» WHAT TO DO
Report every line of the records below that contains the word "engine".

» THE DATA

+++

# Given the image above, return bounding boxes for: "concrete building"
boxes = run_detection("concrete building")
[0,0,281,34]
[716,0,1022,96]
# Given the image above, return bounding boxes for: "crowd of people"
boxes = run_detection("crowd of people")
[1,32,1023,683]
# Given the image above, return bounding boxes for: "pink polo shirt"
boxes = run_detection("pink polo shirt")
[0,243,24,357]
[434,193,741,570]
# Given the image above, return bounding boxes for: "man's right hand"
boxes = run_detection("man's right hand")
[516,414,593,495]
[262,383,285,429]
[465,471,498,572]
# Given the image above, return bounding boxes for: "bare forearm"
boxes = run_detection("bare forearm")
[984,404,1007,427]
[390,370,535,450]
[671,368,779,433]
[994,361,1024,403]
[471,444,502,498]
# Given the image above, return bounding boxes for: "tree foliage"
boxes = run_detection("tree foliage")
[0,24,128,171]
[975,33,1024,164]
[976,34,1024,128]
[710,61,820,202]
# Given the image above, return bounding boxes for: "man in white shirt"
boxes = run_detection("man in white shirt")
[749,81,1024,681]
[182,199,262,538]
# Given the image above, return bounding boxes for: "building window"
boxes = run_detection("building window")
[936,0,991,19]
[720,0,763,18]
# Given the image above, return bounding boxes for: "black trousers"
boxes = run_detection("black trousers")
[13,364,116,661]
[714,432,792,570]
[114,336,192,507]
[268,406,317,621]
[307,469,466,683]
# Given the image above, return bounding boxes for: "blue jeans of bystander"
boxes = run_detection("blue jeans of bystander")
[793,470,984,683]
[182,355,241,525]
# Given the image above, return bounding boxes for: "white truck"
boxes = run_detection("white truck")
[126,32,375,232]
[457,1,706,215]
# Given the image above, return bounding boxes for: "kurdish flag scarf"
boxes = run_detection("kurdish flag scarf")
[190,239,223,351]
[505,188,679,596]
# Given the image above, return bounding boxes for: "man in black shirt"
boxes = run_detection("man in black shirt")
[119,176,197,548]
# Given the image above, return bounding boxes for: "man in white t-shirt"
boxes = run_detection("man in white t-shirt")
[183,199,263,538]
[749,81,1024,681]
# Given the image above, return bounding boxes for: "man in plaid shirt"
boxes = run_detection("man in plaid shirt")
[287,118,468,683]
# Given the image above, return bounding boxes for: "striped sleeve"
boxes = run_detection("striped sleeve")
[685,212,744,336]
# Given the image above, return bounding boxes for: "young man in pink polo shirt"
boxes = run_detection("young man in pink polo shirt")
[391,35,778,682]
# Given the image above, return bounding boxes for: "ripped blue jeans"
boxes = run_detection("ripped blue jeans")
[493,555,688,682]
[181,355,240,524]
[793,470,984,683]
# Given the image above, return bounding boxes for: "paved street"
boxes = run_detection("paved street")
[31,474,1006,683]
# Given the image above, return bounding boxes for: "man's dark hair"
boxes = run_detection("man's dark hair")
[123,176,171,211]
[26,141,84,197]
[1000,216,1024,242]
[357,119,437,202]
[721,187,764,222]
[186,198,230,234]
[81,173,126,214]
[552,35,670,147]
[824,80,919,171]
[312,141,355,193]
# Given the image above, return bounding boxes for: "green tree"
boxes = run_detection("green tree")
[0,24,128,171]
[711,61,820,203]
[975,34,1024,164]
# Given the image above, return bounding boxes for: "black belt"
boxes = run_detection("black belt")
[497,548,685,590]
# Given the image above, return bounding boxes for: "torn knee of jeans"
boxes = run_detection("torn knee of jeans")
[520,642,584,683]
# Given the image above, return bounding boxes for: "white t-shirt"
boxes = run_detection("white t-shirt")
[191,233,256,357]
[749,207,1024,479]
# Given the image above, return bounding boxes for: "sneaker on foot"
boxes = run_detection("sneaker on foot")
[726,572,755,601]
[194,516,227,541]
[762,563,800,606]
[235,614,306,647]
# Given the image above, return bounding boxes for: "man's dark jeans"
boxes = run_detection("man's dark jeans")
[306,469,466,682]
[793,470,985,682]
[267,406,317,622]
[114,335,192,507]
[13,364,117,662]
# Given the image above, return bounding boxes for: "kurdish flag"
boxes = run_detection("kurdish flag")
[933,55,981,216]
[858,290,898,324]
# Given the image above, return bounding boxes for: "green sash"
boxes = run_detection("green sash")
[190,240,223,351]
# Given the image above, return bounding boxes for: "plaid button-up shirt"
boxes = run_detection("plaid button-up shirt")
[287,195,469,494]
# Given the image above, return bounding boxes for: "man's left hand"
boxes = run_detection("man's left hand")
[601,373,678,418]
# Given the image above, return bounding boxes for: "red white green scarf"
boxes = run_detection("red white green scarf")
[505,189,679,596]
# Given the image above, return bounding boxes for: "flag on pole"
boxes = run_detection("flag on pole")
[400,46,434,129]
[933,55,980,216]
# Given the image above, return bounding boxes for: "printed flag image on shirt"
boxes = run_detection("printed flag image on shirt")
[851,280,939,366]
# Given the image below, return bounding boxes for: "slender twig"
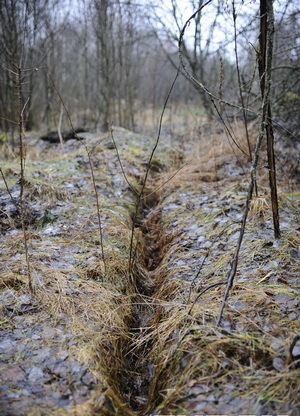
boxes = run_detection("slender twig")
[272,120,300,143]
[57,103,64,148]
[232,0,252,160]
[128,70,180,283]
[110,128,139,195]
[110,128,188,203]
[188,282,227,316]
[216,9,276,323]
[17,67,33,293]
[0,168,18,210]
[47,72,107,273]
[0,116,19,125]
[141,162,188,201]
[188,221,240,302]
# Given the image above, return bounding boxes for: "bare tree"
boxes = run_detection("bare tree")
[149,0,226,119]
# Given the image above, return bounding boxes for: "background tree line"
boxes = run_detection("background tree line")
[0,0,299,145]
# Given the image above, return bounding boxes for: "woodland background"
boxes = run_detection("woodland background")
[0,0,299,143]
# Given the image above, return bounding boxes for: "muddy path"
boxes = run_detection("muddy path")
[0,127,299,415]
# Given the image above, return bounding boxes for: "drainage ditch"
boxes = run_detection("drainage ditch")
[101,186,176,415]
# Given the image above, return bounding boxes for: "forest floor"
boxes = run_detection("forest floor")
[0,123,299,416]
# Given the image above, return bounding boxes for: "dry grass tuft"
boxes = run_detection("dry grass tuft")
[139,280,300,414]
[249,196,271,221]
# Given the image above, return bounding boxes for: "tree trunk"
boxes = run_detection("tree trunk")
[258,0,280,239]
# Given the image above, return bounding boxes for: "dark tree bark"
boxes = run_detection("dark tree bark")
[258,0,280,239]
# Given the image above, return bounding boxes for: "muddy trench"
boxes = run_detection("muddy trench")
[102,187,173,415]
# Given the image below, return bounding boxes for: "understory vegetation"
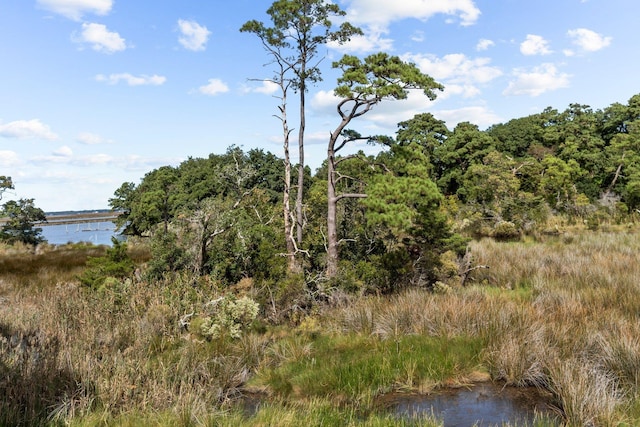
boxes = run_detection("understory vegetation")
[1,229,640,426]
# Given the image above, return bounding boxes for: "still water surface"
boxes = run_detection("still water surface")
[389,383,560,426]
[40,221,122,246]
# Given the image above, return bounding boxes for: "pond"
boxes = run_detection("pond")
[381,382,561,426]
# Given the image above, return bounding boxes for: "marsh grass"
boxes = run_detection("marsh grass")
[547,358,624,426]
[3,231,640,425]
[321,230,640,425]
[226,398,443,427]
[0,243,264,426]
[254,333,484,403]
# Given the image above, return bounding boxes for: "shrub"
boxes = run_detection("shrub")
[492,220,520,240]
[146,231,191,280]
[199,296,259,341]
[78,237,135,289]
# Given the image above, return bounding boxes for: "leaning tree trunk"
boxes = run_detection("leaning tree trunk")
[325,105,355,278]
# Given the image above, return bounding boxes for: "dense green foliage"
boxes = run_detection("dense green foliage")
[110,92,640,297]
[0,176,13,201]
[0,198,47,245]
[78,237,135,289]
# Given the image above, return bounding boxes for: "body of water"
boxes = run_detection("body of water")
[39,221,123,246]
[388,382,559,426]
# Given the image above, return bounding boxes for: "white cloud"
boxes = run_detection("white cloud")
[95,73,166,86]
[476,39,494,51]
[503,63,571,97]
[32,152,115,167]
[335,0,481,52]
[359,91,443,129]
[345,0,481,27]
[198,79,229,96]
[37,0,112,21]
[404,53,502,88]
[53,145,73,158]
[177,19,211,51]
[40,170,75,180]
[434,106,502,129]
[243,80,279,95]
[303,131,331,146]
[119,154,183,172]
[75,22,126,53]
[0,119,59,140]
[0,151,19,167]
[411,31,425,43]
[77,132,113,145]
[520,34,552,56]
[82,153,113,164]
[441,84,481,99]
[330,27,393,54]
[310,90,339,116]
[567,28,612,52]
[310,89,442,134]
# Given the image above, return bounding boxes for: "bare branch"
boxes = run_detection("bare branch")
[337,238,357,245]
[336,193,367,202]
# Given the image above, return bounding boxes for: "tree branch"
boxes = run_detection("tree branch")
[336,193,368,202]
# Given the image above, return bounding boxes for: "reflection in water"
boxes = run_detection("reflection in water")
[387,382,560,426]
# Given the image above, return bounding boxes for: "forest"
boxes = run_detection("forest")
[108,92,640,301]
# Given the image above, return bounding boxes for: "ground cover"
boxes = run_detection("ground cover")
[0,230,638,425]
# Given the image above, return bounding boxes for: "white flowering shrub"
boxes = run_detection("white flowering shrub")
[200,296,259,340]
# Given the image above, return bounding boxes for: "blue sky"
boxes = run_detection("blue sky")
[1,0,638,211]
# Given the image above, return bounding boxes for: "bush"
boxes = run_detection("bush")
[146,231,191,280]
[78,237,135,289]
[492,221,520,240]
[198,296,259,341]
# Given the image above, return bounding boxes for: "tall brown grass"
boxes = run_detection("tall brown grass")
[0,243,267,426]
[324,231,640,425]
[2,231,640,425]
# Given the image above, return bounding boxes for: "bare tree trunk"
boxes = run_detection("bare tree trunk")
[607,153,625,193]
[326,145,339,278]
[277,74,297,272]
[296,74,306,246]
[283,135,297,272]
[325,111,361,278]
[325,140,368,278]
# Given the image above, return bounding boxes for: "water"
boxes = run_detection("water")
[386,382,560,426]
[39,221,123,246]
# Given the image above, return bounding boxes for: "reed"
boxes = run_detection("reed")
[323,231,640,424]
[3,231,640,425]
[547,358,624,426]
[0,244,263,425]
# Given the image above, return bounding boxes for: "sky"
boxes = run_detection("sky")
[1,0,639,212]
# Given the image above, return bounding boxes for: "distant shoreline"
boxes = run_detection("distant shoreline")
[41,211,121,226]
[0,210,121,226]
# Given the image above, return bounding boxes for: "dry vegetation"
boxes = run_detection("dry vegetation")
[1,231,640,425]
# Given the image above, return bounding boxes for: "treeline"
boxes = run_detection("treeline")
[415,94,640,234]
[110,93,640,304]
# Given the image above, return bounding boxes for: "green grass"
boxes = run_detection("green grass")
[254,333,484,403]
[70,400,442,427]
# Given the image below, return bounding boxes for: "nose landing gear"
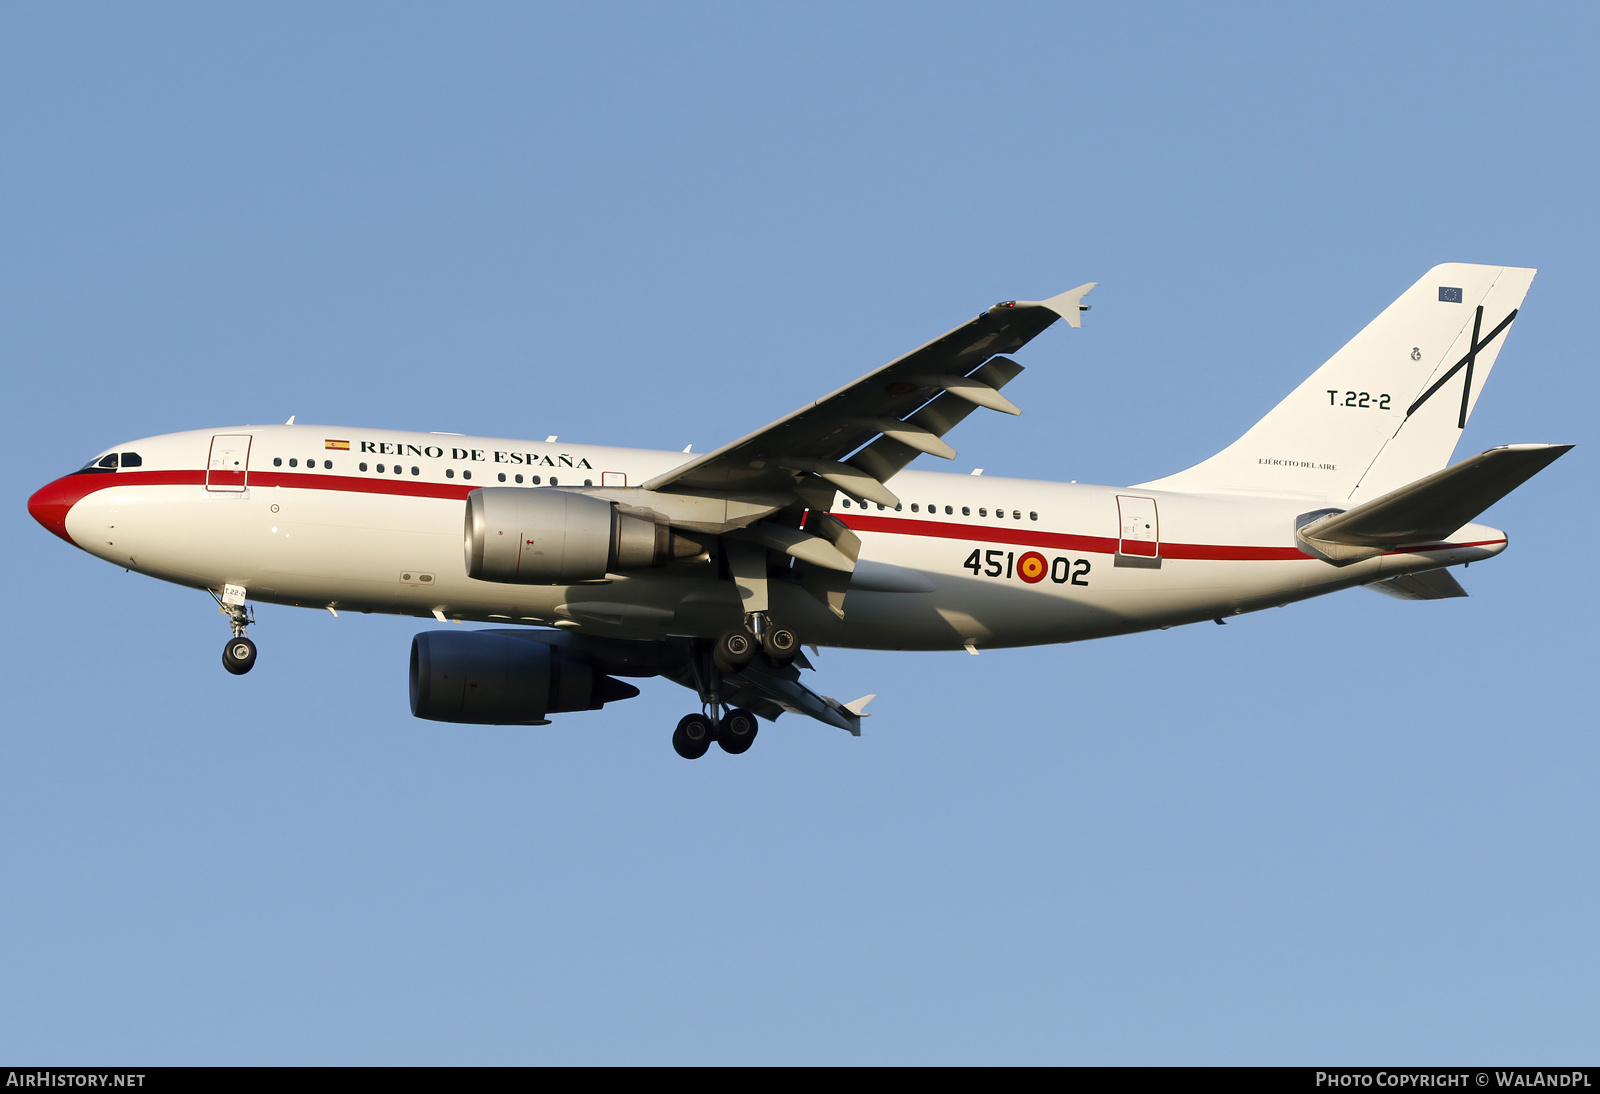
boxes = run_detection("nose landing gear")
[211,585,258,676]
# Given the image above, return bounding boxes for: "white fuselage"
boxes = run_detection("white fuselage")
[38,424,1507,650]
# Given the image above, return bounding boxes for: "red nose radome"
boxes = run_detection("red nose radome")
[28,475,96,545]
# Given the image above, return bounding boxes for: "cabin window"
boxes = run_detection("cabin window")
[359,463,368,472]
[979,508,987,517]
[910,504,919,512]
[841,498,851,508]
[394,465,403,475]
[324,460,333,470]
[550,477,559,486]
[446,469,455,479]
[530,475,540,485]
[288,458,298,468]
[995,507,1004,518]
[894,504,902,511]
[411,466,420,476]
[376,463,385,473]
[515,474,524,484]
[463,470,471,480]
[877,503,886,511]
[944,505,952,515]
[497,473,505,482]
[1029,512,1038,521]
[273,458,283,467]
[962,506,970,516]
[1013,510,1021,520]
[584,478,592,486]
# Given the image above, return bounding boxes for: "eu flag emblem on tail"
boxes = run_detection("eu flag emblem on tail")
[1438,286,1463,303]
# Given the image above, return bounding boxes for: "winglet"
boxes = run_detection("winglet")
[1036,282,1097,328]
[844,694,876,716]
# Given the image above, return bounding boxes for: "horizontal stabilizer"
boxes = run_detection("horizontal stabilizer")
[1298,443,1571,561]
[1365,568,1469,600]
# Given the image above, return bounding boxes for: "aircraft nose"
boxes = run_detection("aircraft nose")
[28,474,87,545]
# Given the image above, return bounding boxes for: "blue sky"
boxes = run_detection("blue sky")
[3,3,1596,1064]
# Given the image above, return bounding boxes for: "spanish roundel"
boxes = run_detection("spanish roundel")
[1017,551,1048,583]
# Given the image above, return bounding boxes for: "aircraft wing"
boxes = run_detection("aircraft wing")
[641,284,1095,506]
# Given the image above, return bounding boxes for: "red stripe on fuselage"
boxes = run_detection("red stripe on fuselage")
[31,469,1503,561]
[833,513,1310,561]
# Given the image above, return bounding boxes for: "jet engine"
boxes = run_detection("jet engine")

+++

» OUTPUT FOR THIS EXERCISE
# Given the image above, return bounding boxes for: "jet engine"
boxes = run_detection("jet engine")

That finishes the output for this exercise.